■ What to do ■
Please write what comes next in the forum thread below about fuzzy top-k autocompletion algorithms, following on from its last comment.

I also found https://www.sciencedirect.com/science/article/pii/S111001682030260X which claims to be an improvement over META

In this paper, we propose an efficient algorithm, named Depth-Based Fuzzy Auto-Completion (DFA), that avoids this redundant work and minimizes the computations to find the appropriate fuzzy auto-completion of the queries. The main idea of DFA is to store the Matching Nodes into a min heap (sorted based on the prefix edit distance with the query string) and retrieve them one by one until the target k is reached.

I had attempted to use that algorithm before META, but it didn't make sense to me. The specific example I found was that when evaluating the string "orange" against a query "oange," when there's a matching node <"o", 1, 0, 1, 0> for the first "o"-s, in CHECK-DESCENDANTS the condition for descendant nodes is that the depth is less than or equal to 1 + 0 + 1 = 2, but the depth of the node with "a" in "orange" is 3, so it doesn't consider "orange".

planetoryd commented 8 months ago

Do you have any notes or something I wanna save some time.

I tried to read that paper, and took some notes in Typst https://github.com/planetoryd/notes/blob/master/topk_autocompletion.typ

I have some questions, and they omitted the proofs. I'm not sure how the search maintains correctness.

anusarati commented 8 months ago

Sorry, my notes aren't detailed. If you prefer, for specific questions you can reach out to me (xngzhli@gmail.com) or send me contact info for a communications platform like Discord.

The current META implementation does not use Compact Tree (Section 5), which leads to redundant node accesses. There may be a significant difference in performance if it had Compact Tree.

first_deducing collects the minimum DEDs of a node in a map to get the real ED (Lemma 1 3) to add new matchings.

active_matching_set was a misnomer on my part because the b-matching set isn't necessarily an active matching set. Due to the subset relation between a b-matching set and the next, matchings are never pruned away from it and the PED of a matching may increase for the next query prefix while the max top-k PED may not.

I'd clarify that in practical use it's about returning results as soon as they are produced, which is unlike a hard-coded threshold. So It should be a streaming iterator that gradually returns more distant strings. The ideal interface is to be an iterator, rather than top-k or threshold.

I'm thinking about doing this using an intersection between a nondeterministic Levenshtein automaton (to avoid the construction cost of a deterministic one) and an FST dataset, where states that have higher PEDs than the current target are buffered and checked later once there are no more candidates for the target PED.

anusarati commented 8 months ago

The current META implementation does not use Compact Tree (Section 5), which leads to redundant node accesses. There may be a significant difference in performance if it had Compact Tree.

Actually, the paper doesn't seem to use Compact Tree for top-k, since the complexity for FirstDeducing is analogous to MatchingBasedFramework.

planetoryd commented 8 months ago

I mean the invariants of this algorithm.

■ Information shown ■
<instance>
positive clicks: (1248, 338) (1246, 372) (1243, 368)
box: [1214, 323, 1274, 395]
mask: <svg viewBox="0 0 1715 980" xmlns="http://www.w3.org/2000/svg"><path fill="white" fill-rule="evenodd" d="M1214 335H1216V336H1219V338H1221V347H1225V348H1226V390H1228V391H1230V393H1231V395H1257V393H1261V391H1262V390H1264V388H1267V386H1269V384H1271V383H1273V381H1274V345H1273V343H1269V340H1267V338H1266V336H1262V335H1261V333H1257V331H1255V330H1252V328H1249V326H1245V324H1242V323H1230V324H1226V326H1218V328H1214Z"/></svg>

■ Answer area ■
image

I don't know what makes sure that it is visiting enough nodes and why what it doesn't visit certainly doesn't lead to results.

Have you heard of Lean4, or Dafny ? It'd be nice to have some machine checked proofs, so we can play with it and not break correctness.

I've been following some Rust formal verification tools

Both are not even usable yet. Prusti needs one PR of std lib merged, and Verus is pre alpha or like that.

(Yeah as noted in my note it takes the previous set in entirety)

(It may be of some value to others if we keep convos here)

(You are certainly going to be interested in Lean4. It has a steep learning curve. I barely played with it)

anusarati commented 8 months ago

I don't have experience with proof assistants yet, although Lean does look interesting.

A b-matching set contains all matchings whose edit distance between a query prefix and the stored prefix is within b.

$\cal{P}(q_i, b_i) = \set{ m | m.i \leq i \land \text{ED}(q[1..m.i], m.n) \leq b_i }$

b is equal to the max PED of the top-k results for the current query prefix by definition.

$|R_i| = k$

$\forall s \in R_i, \forall x \in \cal{T}, x \notin R_i \implies \text{PED}(q_i, s) \leq \text{PED}(q_i, x)$

$\exists s \in R_i, \text{PED}(q_i, s) = b_i$

$\forall s \in R_i, \text{PED}(q_i, s) \leq b_i$

The max PED for an empty query is 0 because all strings have an empty prefix that matches perfectly.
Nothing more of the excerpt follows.